[REQUIRED WORK]: Report every line below that contains the word "pole", copying each such line in full.

[RECORDS PROVIDED]:
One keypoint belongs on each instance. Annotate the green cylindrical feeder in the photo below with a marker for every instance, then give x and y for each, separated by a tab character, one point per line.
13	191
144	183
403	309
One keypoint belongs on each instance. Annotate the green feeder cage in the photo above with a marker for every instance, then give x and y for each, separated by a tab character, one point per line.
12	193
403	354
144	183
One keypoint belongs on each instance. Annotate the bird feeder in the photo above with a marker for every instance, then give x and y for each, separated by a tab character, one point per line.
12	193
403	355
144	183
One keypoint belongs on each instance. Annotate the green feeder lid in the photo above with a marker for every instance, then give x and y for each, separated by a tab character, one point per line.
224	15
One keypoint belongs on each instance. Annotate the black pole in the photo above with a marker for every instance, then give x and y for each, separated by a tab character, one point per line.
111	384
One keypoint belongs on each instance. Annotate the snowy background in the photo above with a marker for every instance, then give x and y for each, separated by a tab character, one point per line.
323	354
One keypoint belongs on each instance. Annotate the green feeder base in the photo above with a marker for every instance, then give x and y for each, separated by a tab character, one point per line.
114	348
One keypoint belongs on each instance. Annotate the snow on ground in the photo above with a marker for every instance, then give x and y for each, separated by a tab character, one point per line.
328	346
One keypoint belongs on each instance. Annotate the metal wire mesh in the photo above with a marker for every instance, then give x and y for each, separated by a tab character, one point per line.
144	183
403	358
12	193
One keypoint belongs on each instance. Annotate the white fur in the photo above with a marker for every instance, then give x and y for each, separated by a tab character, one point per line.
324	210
...
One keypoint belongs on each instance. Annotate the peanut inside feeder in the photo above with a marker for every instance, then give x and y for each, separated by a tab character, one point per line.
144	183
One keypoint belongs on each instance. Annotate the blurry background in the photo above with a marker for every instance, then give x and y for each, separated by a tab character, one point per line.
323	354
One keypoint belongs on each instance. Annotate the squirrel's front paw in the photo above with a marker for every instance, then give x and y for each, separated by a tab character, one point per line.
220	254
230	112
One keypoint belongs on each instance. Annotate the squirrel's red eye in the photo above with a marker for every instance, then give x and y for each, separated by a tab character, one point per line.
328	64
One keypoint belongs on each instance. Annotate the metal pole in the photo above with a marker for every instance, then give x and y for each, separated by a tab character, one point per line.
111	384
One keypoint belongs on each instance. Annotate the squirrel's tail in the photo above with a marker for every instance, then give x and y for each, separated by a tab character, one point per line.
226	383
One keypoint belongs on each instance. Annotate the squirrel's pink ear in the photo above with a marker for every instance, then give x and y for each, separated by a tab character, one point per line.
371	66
---
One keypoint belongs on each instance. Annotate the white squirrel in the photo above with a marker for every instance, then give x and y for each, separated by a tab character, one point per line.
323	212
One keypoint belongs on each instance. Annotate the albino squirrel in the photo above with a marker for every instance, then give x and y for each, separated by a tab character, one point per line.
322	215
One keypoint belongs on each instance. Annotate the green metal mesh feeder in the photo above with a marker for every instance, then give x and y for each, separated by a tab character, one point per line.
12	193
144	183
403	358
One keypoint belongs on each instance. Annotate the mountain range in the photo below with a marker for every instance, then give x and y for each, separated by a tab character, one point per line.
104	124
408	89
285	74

[RESULT OF THIS TASK]:
One keypoint belongs on each instance. Annotate the black pole in the photo above with a marker for every instance, then give x and y for each, separated by a tab character, one point per line.
One keypoint belongs on each instance. Annotate the metal pole in the photo above with a marker for every instance, then give x and y for each, separated by a tab character, one point per line.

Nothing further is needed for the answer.